→ **Job**:
Print the rows below verbatim, keeping every line unchanged.

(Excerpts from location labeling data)
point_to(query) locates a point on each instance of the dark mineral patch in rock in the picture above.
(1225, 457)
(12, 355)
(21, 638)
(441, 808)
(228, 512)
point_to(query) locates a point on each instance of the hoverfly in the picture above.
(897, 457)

→ **Written response**:
point_to(query) locates a point on each instance of the dark mineral patch in rock in the picture above.
(1225, 457)
(12, 355)
(21, 638)
(441, 808)
(228, 512)
point_to(query) locates a point on each instance of the hoverfly in the picture above.
(897, 457)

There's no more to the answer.